- _任务说明_
请把从含有“Grounding query — element: rusty metal wall”的那一行起，到含有“Give the bounding box.”的那一行为止（两行都包括在内），一字不差地照抄一遍。

--- 本题数据 ---

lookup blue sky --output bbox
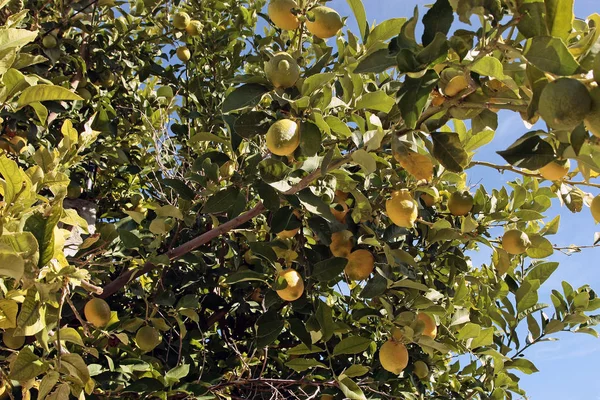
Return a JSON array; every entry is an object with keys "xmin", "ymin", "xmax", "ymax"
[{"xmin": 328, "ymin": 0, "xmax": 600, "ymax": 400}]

---
--- 本题数据 ---

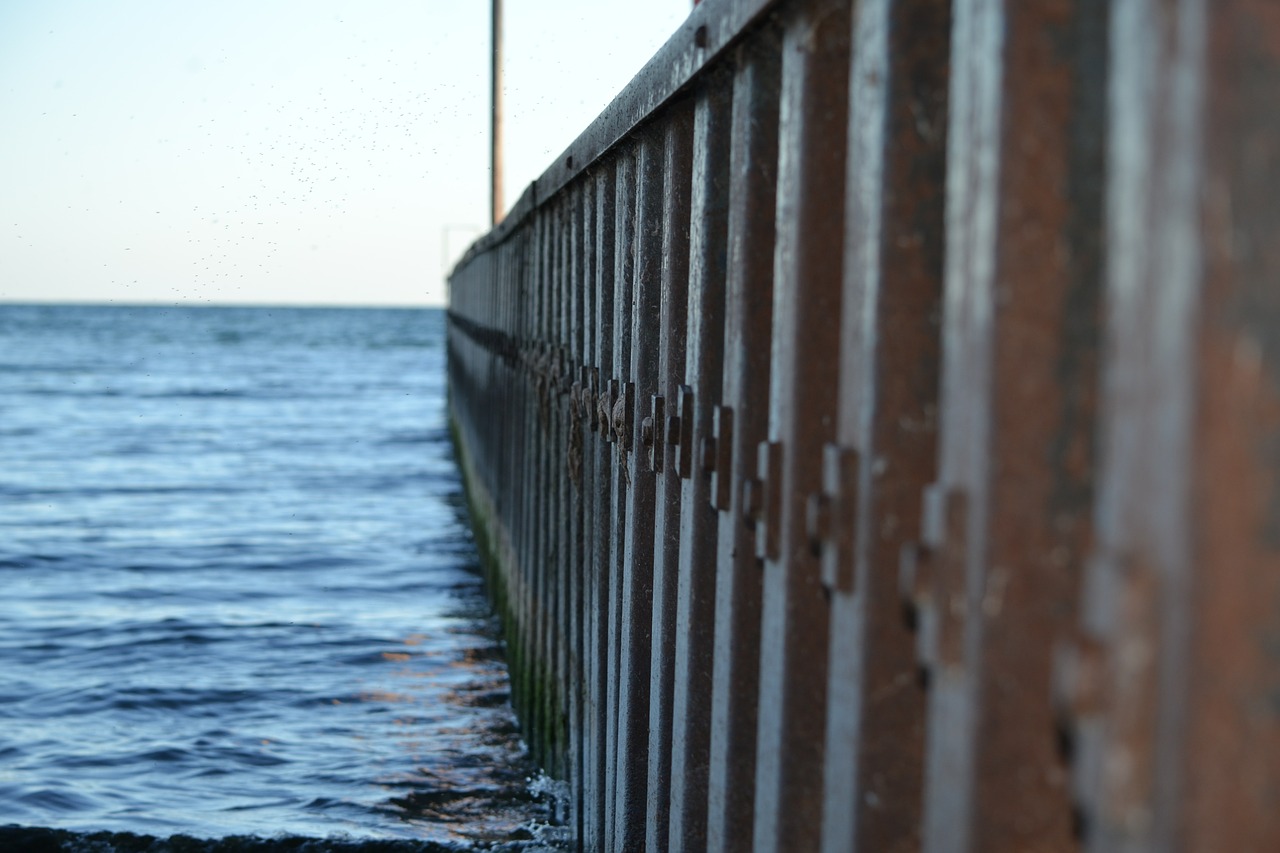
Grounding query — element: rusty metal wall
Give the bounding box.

---

- _练习输出_
Grounding query — element: rusty metal wall
Give the bounding box.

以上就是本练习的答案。